— Dataset excerpts —

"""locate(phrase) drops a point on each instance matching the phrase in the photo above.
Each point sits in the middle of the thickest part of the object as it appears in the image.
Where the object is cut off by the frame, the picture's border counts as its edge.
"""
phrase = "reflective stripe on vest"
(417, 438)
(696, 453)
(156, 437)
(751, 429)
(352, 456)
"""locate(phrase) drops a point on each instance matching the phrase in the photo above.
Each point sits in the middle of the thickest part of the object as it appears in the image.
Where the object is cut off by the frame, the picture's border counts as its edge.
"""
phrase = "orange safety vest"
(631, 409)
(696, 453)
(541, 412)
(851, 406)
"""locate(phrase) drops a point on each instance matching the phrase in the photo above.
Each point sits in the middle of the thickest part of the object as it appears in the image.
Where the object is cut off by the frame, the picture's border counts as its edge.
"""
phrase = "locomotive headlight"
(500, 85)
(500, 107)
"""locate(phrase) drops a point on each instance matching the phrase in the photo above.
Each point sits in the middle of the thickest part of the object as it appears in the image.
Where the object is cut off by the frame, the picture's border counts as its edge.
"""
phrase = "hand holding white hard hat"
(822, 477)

— Your objective —
Transcribe every record. Match each line exactly.

— Expected answer —
"""locate(phrase) drops a point on each instance matching the phrase in the photo above.
Each point sits in the middle of the thickest part of the object as it appears in the image.
Where the object is cut off by the frame, the picture's border counts as its edge.
"""
phrase = "reflective stripe on vest"
(417, 438)
(696, 453)
(156, 437)
(751, 429)
(352, 456)
"""locate(phrase) drops a point on each instance matching the phrase in the photo above.
Each point sits in the middle of the thickest part of the object as it appears in the image.
Where the object is cut off by the frame, the picture's border counts as its edge.
"""
phrase = "orange safety vest"
(631, 409)
(696, 453)
(541, 412)
(851, 406)
"""locate(phrase) drops a point on each instance matching the phrase in the photo above.
Each point sits in the middle of the thickest part of the object as it appears in the image.
Where the object is cut off by the frame, the picture's border counts as its edge.
"""
phrase = "locomotive headlight"
(500, 85)
(500, 107)
"""locate(phrase) drops a point on each instance matching the phrase in the photo above.
Each point sits in the middle of the thickest part of the object as it appears in the image.
Where the object is cut off by the frame, the picture's border counts as its edge.
"""
phrase = "hand holding white hard hat"
(822, 477)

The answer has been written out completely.